* _Excerpt to read_
▼▼▼

In addition to sys.dm_db_log_info, a new DMF sys.dm_db_log_stats(dbid) will released in the upcoming CTP release of SQL Server 2017, which will expose aggregated transaction log information per database. We will share more details on this DMF once it is released.

Improved backup performance for small databases on high-end servers – After migrating an existing in-market release of SQL Server to high-end servers, customers may experience a slowdown in backup performance when taking backups of small to medium-size databases. This happens as we need to iterate the buffer pool to drain the ongoing I/Os. The backup time is not just the function of database size but also a function of active buffer pool size. In SQL Server 2017, we have optimized the way we drain the ongoing I/Os during backup, resulting in dramatic gains for small to medium-size databases. We have seen more than 100x improvement when taking system database backups on a 2TB machine. More extensive performance testing results on various database sizes is shared below. The performance gain reduces as the database size increases as the pages to backup and backup IO take more time compared with iterating buffer pool. This improvement will help improve the backup performance for customers hosting multiple small databases on a large high-end server with large memory.

▲▲▲

* _Problem set_
• 1. Please answer from the SQL Server 2017 excerpt, giving each answer on its own line:
(a) What is the name of the new DMF for aggregated transaction log information?
(b) Besides database size, what is backup time a function of?
(c) How much improvement was seen for system database backups on a 2TB machine?
• 2. List each distinct term in the SQL Server 2017 excerpt that contains a numeral, naming each only once.
The rows play no part in this work.

* _Extracted entries_
▼▼▼

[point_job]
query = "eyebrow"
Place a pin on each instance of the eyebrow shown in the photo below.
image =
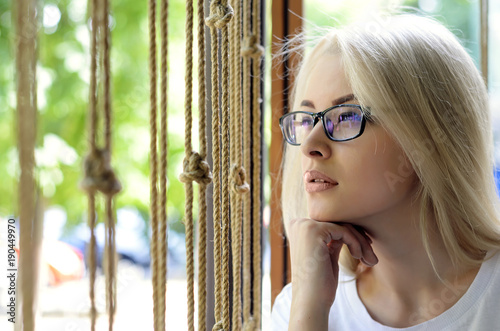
(338, 101)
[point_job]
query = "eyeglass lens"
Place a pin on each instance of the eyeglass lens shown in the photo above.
(340, 123)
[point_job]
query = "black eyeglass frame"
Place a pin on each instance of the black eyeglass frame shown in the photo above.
(321, 115)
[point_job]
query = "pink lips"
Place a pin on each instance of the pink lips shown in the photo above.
(315, 181)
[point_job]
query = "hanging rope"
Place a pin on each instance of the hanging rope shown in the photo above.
(254, 324)
(484, 39)
(195, 168)
(210, 21)
(220, 15)
(238, 174)
(98, 173)
(252, 50)
(27, 27)
(159, 244)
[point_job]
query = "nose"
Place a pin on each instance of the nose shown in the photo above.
(316, 144)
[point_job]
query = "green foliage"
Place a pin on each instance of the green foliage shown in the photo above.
(63, 76)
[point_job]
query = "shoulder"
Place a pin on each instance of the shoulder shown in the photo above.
(280, 314)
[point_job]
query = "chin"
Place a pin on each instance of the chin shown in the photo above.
(322, 216)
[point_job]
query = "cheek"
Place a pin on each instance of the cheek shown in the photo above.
(385, 179)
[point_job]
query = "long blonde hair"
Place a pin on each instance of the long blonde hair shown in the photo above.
(427, 93)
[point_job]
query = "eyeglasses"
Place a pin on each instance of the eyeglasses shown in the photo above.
(341, 123)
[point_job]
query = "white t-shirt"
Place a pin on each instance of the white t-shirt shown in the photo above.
(477, 310)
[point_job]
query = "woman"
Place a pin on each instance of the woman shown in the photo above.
(390, 149)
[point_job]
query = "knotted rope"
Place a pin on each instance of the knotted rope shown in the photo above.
(98, 173)
(252, 204)
(220, 14)
(237, 174)
(252, 48)
(256, 174)
(153, 159)
(202, 220)
(26, 32)
(196, 169)
(216, 171)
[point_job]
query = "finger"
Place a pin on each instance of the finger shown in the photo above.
(342, 233)
(363, 232)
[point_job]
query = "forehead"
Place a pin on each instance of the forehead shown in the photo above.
(325, 81)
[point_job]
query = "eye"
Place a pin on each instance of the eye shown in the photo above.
(349, 116)
(306, 122)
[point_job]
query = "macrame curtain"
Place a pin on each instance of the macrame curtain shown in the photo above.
(98, 173)
(235, 54)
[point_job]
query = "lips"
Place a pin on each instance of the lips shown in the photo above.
(315, 181)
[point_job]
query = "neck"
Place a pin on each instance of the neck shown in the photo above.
(405, 278)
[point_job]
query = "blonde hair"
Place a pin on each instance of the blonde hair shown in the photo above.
(425, 90)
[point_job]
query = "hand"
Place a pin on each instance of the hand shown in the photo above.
(314, 251)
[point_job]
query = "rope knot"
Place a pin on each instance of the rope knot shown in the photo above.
(251, 48)
(197, 169)
(220, 14)
(250, 325)
(238, 176)
(219, 326)
(98, 174)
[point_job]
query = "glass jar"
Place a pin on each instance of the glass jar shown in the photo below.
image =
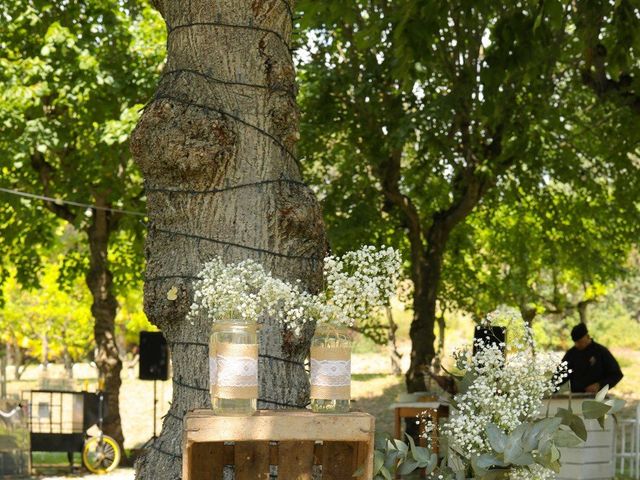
(233, 367)
(331, 370)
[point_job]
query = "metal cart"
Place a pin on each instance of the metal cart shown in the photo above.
(14, 440)
(58, 420)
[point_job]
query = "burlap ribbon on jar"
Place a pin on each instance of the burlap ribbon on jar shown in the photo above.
(331, 373)
(233, 371)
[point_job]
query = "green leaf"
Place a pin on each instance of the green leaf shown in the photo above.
(378, 461)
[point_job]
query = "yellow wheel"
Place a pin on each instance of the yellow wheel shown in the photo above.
(101, 455)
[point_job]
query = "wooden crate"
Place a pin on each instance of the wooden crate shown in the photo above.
(595, 458)
(292, 440)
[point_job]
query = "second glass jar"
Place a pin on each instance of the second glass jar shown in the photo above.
(233, 367)
(331, 370)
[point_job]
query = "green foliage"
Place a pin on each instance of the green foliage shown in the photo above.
(61, 318)
(73, 77)
(393, 456)
(481, 117)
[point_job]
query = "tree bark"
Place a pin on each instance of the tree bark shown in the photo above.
(582, 310)
(224, 116)
(104, 307)
(425, 300)
(392, 346)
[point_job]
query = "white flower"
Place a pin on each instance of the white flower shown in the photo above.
(357, 284)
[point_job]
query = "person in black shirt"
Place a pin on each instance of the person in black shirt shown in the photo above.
(592, 366)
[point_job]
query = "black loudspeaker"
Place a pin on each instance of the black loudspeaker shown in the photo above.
(154, 356)
(491, 336)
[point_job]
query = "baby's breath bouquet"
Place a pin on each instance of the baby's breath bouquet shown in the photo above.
(356, 284)
(498, 429)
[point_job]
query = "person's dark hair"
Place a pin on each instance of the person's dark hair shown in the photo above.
(578, 332)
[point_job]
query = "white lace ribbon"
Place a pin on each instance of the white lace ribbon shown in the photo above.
(236, 371)
(233, 371)
(330, 373)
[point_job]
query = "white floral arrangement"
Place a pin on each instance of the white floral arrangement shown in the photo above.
(497, 429)
(356, 284)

▲▲▲

* _Responses to the exercise_
• 1.
(a) sys.dm_db_log_stats(dbid)
(b) Active buffer pool size
(c) More than 100x

• 2.
2017
100x
2TB